**GOAL:**
Return every line in the entries below that contains the string "thistle". Case counts.

**EXTRACTED ENTRIES:**
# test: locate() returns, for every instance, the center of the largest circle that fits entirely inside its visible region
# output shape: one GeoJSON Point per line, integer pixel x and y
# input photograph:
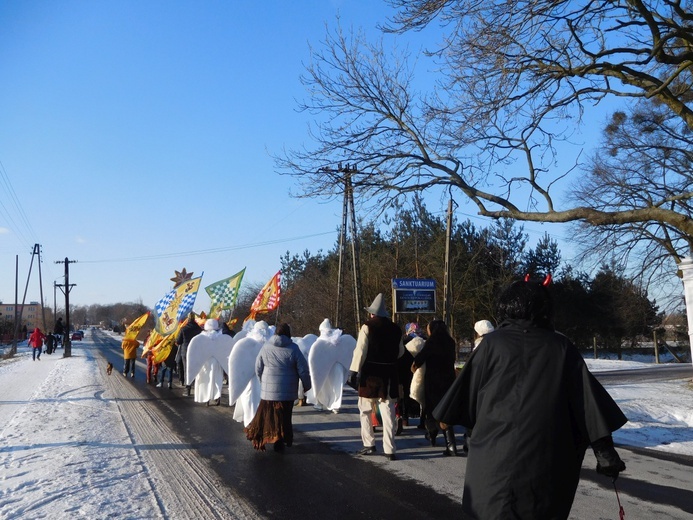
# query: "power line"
{"type": "Point", "coordinates": [17, 209]}
{"type": "Point", "coordinates": [204, 251]}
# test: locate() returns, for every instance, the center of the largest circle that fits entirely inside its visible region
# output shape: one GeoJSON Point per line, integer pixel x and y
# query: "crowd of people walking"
{"type": "Point", "coordinates": [526, 405]}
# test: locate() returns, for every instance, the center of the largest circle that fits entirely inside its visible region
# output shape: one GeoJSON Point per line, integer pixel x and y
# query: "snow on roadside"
{"type": "Point", "coordinates": [64, 450]}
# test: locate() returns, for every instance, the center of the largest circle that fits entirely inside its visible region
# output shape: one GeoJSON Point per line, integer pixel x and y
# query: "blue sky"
{"type": "Point", "coordinates": [137, 137]}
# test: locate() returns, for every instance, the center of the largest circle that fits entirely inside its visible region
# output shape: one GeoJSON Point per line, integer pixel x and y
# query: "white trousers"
{"type": "Point", "coordinates": [387, 411]}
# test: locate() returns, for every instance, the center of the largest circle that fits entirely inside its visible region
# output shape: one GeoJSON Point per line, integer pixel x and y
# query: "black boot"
{"type": "Point", "coordinates": [450, 444]}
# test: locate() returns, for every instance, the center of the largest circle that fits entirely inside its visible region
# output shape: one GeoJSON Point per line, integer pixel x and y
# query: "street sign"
{"type": "Point", "coordinates": [414, 295]}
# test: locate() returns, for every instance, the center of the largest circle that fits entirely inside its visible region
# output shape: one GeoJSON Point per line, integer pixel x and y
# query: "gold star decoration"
{"type": "Point", "coordinates": [181, 277]}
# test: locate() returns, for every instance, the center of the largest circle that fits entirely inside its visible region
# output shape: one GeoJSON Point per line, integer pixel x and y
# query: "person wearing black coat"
{"type": "Point", "coordinates": [439, 355]}
{"type": "Point", "coordinates": [534, 408]}
{"type": "Point", "coordinates": [187, 333]}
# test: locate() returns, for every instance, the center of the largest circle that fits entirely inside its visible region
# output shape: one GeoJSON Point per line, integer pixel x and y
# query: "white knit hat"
{"type": "Point", "coordinates": [325, 325]}
{"type": "Point", "coordinates": [483, 327]}
{"type": "Point", "coordinates": [211, 325]}
{"type": "Point", "coordinates": [377, 308]}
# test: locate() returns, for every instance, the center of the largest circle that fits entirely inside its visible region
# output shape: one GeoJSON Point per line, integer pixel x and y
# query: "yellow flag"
{"type": "Point", "coordinates": [163, 348]}
{"type": "Point", "coordinates": [134, 328]}
{"type": "Point", "coordinates": [268, 298]}
{"type": "Point", "coordinates": [176, 305]}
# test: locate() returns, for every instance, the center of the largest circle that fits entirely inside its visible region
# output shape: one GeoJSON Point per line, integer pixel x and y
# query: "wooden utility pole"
{"type": "Point", "coordinates": [67, 346]}
{"type": "Point", "coordinates": [348, 216]}
{"type": "Point", "coordinates": [447, 290]}
{"type": "Point", "coordinates": [355, 254]}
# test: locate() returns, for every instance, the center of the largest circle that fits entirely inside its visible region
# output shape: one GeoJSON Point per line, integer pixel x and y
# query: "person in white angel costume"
{"type": "Point", "coordinates": [207, 356]}
{"type": "Point", "coordinates": [328, 361]}
{"type": "Point", "coordinates": [304, 345]}
{"type": "Point", "coordinates": [244, 385]}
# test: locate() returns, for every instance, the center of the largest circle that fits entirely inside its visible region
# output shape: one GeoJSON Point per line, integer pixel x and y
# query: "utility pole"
{"type": "Point", "coordinates": [37, 251]}
{"type": "Point", "coordinates": [347, 210]}
{"type": "Point", "coordinates": [16, 309]}
{"type": "Point", "coordinates": [355, 254]}
{"type": "Point", "coordinates": [67, 346]}
{"type": "Point", "coordinates": [447, 289]}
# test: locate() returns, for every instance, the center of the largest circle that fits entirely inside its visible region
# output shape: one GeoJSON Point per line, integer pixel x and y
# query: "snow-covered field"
{"type": "Point", "coordinates": [63, 441]}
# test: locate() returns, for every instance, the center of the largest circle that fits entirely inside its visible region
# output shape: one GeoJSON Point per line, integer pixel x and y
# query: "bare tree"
{"type": "Point", "coordinates": [514, 79]}
{"type": "Point", "coordinates": [645, 159]}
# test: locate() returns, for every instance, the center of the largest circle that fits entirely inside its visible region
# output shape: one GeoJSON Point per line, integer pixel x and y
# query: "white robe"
{"type": "Point", "coordinates": [304, 345]}
{"type": "Point", "coordinates": [328, 362]}
{"type": "Point", "coordinates": [244, 385]}
{"type": "Point", "coordinates": [416, 390]}
{"type": "Point", "coordinates": [208, 353]}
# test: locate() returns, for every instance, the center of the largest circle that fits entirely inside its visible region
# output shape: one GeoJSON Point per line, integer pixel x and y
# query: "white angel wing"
{"type": "Point", "coordinates": [200, 349]}
{"type": "Point", "coordinates": [241, 366]}
{"type": "Point", "coordinates": [345, 351]}
{"type": "Point", "coordinates": [305, 343]}
{"type": "Point", "coordinates": [321, 359]}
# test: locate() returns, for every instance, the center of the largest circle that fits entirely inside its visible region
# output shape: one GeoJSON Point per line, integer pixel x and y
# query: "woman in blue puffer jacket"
{"type": "Point", "coordinates": [279, 367]}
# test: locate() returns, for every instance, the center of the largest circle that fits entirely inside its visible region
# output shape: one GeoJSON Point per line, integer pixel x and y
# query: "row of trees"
{"type": "Point", "coordinates": [483, 261]}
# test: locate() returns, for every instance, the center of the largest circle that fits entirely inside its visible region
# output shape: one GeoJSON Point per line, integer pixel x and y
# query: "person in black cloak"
{"type": "Point", "coordinates": [534, 408]}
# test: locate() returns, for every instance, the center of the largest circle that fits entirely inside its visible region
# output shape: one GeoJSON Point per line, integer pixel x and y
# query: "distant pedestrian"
{"type": "Point", "coordinates": [152, 367]}
{"type": "Point", "coordinates": [279, 366]}
{"type": "Point", "coordinates": [534, 408]}
{"type": "Point", "coordinates": [50, 343]}
{"type": "Point", "coordinates": [129, 347]}
{"type": "Point", "coordinates": [373, 372]}
{"type": "Point", "coordinates": [406, 406]}
{"type": "Point", "coordinates": [186, 334]}
{"type": "Point", "coordinates": [168, 366]}
{"type": "Point", "coordinates": [36, 343]}
{"type": "Point", "coordinates": [59, 330]}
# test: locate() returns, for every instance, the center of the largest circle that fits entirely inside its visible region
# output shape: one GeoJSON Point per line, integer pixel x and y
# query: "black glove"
{"type": "Point", "coordinates": [608, 461]}
{"type": "Point", "coordinates": [353, 380]}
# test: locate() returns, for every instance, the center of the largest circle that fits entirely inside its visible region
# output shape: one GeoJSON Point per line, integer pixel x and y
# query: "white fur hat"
{"type": "Point", "coordinates": [377, 308]}
{"type": "Point", "coordinates": [483, 327]}
{"type": "Point", "coordinates": [211, 325]}
{"type": "Point", "coordinates": [325, 325]}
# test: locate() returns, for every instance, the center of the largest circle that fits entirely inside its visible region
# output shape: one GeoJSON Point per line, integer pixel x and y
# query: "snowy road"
{"type": "Point", "coordinates": [76, 443]}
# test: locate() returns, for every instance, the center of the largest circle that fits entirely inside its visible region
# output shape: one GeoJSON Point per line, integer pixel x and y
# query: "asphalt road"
{"type": "Point", "coordinates": [321, 477]}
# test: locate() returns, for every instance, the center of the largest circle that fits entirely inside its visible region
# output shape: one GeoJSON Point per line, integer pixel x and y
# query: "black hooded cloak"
{"type": "Point", "coordinates": [534, 407]}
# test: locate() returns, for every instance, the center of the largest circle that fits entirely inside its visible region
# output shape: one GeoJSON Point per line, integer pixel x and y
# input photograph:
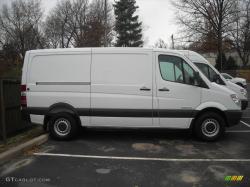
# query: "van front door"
{"type": "Point", "coordinates": [177, 94]}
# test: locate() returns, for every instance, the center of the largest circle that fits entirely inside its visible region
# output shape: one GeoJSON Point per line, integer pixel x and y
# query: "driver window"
{"type": "Point", "coordinates": [171, 68]}
{"type": "Point", "coordinates": [189, 74]}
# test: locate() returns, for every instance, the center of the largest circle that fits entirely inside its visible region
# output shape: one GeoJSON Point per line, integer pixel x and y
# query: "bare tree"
{"type": "Point", "coordinates": [206, 16]}
{"type": "Point", "coordinates": [20, 25]}
{"type": "Point", "coordinates": [160, 44]}
{"type": "Point", "coordinates": [95, 29]}
{"type": "Point", "coordinates": [60, 26]}
{"type": "Point", "coordinates": [240, 36]}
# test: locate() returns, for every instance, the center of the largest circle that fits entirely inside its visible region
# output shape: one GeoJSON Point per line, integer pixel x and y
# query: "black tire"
{"type": "Point", "coordinates": [209, 126]}
{"type": "Point", "coordinates": [63, 126]}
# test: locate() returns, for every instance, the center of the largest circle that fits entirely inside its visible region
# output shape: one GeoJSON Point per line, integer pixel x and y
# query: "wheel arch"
{"type": "Point", "coordinates": [209, 109]}
{"type": "Point", "coordinates": [60, 108]}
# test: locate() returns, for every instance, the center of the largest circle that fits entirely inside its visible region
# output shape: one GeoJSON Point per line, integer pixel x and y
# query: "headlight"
{"type": "Point", "coordinates": [243, 92]}
{"type": "Point", "coordinates": [236, 99]}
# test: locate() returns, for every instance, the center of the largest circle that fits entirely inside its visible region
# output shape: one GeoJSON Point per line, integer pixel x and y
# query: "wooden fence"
{"type": "Point", "coordinates": [10, 108]}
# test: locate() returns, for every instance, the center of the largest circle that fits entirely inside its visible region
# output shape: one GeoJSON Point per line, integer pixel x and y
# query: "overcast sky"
{"type": "Point", "coordinates": [157, 16]}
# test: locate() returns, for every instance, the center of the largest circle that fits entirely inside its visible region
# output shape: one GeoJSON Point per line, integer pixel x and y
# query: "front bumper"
{"type": "Point", "coordinates": [233, 117]}
{"type": "Point", "coordinates": [244, 104]}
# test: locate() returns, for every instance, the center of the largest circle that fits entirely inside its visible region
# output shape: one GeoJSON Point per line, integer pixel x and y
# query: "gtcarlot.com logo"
{"type": "Point", "coordinates": [234, 178]}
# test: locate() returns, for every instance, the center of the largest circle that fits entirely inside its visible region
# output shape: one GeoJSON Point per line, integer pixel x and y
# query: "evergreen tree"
{"type": "Point", "coordinates": [218, 65]}
{"type": "Point", "coordinates": [231, 63]}
{"type": "Point", "coordinates": [128, 27]}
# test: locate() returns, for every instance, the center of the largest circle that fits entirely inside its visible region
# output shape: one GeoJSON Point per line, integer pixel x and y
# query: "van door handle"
{"type": "Point", "coordinates": [145, 89]}
{"type": "Point", "coordinates": [164, 90]}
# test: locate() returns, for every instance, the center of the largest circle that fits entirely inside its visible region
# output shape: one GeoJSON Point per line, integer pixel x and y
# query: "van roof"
{"type": "Point", "coordinates": [105, 49]}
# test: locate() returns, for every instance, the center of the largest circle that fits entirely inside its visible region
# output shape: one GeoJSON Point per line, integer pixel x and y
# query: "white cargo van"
{"type": "Point", "coordinates": [215, 76]}
{"type": "Point", "coordinates": [64, 89]}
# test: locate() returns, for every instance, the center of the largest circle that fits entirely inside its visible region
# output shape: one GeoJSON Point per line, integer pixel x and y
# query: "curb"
{"type": "Point", "coordinates": [18, 150]}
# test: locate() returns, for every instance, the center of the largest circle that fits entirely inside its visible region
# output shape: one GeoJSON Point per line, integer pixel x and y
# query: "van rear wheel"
{"type": "Point", "coordinates": [63, 126]}
{"type": "Point", "coordinates": [209, 126]}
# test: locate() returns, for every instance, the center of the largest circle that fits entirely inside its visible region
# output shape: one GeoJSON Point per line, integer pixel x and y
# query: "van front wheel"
{"type": "Point", "coordinates": [209, 126]}
{"type": "Point", "coordinates": [63, 126]}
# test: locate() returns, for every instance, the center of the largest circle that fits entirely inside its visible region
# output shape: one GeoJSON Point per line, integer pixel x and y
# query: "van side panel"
{"type": "Point", "coordinates": [116, 82]}
{"type": "Point", "coordinates": [58, 78]}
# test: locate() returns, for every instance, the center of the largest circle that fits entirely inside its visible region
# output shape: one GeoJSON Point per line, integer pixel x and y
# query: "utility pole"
{"type": "Point", "coordinates": [105, 24]}
{"type": "Point", "coordinates": [172, 39]}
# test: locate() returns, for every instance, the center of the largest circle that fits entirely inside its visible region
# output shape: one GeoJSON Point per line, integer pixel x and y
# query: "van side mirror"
{"type": "Point", "coordinates": [196, 79]}
{"type": "Point", "coordinates": [199, 81]}
{"type": "Point", "coordinates": [216, 78]}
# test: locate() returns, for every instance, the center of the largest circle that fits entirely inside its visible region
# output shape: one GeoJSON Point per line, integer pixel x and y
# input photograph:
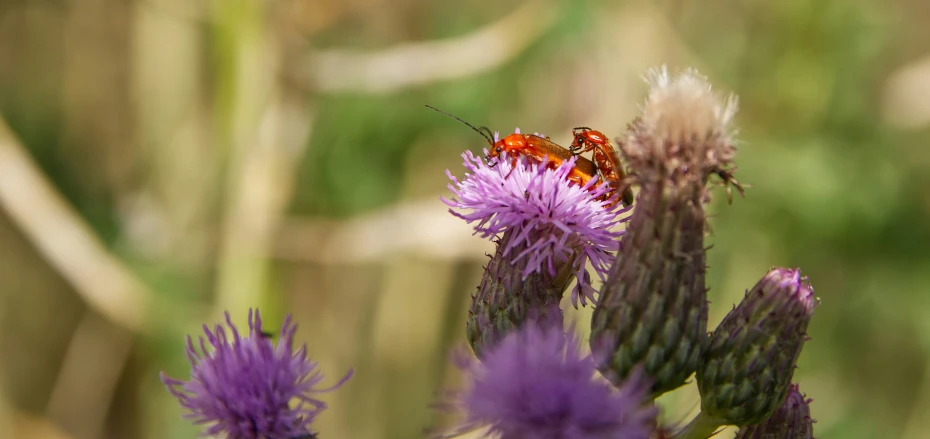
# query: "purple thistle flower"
{"type": "Point", "coordinates": [535, 384]}
{"type": "Point", "coordinates": [791, 421]}
{"type": "Point", "coordinates": [243, 386]}
{"type": "Point", "coordinates": [552, 222]}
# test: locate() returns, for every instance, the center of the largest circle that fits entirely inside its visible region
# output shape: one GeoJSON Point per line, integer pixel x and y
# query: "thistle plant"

**OUTPUT OF THE EXERCISE:**
# query: "purple thistle flower"
# query: "thistle plant"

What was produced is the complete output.